Object point labels:

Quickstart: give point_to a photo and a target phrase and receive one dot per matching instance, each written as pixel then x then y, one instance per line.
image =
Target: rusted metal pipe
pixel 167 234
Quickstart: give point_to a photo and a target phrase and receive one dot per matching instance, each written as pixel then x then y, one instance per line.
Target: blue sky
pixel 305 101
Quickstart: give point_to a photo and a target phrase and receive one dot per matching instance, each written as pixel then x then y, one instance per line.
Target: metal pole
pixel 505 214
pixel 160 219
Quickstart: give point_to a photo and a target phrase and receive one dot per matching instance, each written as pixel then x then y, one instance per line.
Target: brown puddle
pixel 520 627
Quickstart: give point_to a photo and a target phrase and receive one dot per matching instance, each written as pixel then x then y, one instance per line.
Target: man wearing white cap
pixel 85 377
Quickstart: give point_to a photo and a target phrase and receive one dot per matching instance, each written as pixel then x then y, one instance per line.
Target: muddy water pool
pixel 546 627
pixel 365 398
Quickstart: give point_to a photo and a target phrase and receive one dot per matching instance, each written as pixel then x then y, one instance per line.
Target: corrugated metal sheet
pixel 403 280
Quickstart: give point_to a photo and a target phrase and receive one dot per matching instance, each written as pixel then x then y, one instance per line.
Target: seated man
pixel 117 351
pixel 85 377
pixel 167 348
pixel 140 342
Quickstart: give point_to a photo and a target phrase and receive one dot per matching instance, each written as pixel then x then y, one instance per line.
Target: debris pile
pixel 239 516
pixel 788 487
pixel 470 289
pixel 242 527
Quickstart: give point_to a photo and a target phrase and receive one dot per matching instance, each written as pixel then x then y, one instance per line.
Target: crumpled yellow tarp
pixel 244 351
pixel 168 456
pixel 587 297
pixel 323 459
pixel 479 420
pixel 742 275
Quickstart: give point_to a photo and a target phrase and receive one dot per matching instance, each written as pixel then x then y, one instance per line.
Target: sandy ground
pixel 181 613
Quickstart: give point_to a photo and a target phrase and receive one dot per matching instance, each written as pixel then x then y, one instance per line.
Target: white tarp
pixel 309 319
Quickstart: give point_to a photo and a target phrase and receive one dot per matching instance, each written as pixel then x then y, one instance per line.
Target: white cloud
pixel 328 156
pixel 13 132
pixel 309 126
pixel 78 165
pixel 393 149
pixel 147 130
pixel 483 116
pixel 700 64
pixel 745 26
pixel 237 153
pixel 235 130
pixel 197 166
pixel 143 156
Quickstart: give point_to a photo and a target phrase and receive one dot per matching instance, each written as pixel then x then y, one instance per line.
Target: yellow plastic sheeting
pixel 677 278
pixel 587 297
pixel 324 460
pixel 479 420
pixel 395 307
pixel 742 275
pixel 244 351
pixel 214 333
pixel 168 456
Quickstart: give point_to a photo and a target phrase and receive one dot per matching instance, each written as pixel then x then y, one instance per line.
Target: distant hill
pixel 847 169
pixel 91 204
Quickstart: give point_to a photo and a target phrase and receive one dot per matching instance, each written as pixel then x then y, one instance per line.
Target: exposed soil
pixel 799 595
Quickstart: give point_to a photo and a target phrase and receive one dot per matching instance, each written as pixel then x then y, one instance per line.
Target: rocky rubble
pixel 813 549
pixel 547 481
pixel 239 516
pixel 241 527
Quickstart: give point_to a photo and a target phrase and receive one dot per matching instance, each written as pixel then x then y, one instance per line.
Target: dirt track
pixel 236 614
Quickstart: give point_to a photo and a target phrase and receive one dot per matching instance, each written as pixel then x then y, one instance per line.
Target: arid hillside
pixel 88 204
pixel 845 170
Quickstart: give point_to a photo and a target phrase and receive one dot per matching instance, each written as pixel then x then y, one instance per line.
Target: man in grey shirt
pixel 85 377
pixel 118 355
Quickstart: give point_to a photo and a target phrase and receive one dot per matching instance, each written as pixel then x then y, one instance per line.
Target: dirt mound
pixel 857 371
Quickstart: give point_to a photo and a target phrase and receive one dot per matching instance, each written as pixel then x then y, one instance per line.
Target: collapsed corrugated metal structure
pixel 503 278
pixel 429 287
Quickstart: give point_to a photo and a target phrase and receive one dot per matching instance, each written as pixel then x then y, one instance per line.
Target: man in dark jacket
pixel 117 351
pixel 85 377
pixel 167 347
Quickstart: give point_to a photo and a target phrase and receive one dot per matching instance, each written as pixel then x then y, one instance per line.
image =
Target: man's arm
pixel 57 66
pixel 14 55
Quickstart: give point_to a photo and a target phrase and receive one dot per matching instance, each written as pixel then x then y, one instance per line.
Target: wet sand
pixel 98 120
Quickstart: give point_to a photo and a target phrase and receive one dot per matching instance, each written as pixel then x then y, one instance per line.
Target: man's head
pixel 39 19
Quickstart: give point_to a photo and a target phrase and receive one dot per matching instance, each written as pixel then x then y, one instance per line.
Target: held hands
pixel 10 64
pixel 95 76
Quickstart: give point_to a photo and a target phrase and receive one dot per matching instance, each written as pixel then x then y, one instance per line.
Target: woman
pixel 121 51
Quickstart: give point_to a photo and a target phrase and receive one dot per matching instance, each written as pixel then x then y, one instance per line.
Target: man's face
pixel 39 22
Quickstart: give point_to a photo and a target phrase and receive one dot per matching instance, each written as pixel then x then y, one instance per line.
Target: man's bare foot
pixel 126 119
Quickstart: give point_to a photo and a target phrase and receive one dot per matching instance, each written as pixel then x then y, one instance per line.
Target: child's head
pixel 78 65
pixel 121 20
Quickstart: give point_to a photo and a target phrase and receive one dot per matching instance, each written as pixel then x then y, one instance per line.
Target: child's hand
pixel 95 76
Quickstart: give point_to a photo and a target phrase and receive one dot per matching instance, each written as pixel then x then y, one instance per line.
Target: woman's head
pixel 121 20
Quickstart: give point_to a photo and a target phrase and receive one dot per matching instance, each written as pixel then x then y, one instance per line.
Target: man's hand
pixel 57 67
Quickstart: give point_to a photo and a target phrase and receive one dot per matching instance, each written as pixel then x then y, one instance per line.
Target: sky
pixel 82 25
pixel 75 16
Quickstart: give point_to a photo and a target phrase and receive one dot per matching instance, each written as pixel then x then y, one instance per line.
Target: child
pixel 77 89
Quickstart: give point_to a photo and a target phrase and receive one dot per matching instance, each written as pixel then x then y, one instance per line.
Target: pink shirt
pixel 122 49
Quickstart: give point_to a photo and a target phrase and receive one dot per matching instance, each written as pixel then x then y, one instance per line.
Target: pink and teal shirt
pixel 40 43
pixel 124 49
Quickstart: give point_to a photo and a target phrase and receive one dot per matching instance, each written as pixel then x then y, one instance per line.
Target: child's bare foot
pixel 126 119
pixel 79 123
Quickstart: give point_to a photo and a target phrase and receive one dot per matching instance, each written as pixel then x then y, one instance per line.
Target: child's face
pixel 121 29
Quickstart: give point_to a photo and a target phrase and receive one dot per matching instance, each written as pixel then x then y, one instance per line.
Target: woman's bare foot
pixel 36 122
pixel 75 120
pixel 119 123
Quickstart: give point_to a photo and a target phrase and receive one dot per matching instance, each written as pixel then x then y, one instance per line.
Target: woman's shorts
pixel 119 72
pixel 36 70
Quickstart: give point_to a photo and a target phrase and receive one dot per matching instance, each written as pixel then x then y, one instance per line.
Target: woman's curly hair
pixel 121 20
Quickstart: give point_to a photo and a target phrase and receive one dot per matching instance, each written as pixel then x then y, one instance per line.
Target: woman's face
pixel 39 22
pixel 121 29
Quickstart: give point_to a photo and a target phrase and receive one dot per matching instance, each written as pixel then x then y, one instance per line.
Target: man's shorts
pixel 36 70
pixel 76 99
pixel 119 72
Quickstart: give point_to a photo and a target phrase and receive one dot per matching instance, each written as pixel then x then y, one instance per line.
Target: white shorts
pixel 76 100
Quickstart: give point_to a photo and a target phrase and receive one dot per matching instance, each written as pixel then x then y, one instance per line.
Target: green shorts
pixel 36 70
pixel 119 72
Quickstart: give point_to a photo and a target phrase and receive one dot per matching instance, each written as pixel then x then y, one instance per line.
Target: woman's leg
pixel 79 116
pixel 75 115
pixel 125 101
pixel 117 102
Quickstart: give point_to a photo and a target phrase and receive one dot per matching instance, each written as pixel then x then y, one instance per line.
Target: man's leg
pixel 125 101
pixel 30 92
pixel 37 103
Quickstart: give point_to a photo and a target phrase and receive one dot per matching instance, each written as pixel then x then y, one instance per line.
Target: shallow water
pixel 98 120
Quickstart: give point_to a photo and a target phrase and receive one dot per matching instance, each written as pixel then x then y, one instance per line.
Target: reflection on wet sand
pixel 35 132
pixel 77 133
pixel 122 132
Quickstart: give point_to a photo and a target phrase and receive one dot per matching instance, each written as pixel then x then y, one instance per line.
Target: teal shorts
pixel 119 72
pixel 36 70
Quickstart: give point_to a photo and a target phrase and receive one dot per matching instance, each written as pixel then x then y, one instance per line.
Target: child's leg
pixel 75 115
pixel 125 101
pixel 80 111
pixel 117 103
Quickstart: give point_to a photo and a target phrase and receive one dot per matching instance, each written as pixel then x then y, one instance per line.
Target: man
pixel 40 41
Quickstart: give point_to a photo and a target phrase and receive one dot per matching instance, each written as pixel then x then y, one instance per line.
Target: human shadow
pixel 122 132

## What needs to be done
Show each line of the rows above that contains the string "foot", copied in full. Case counts.

## Response to the exercise
Target: man's bare foot
Target: child's bare foot
Target: woman's bare foot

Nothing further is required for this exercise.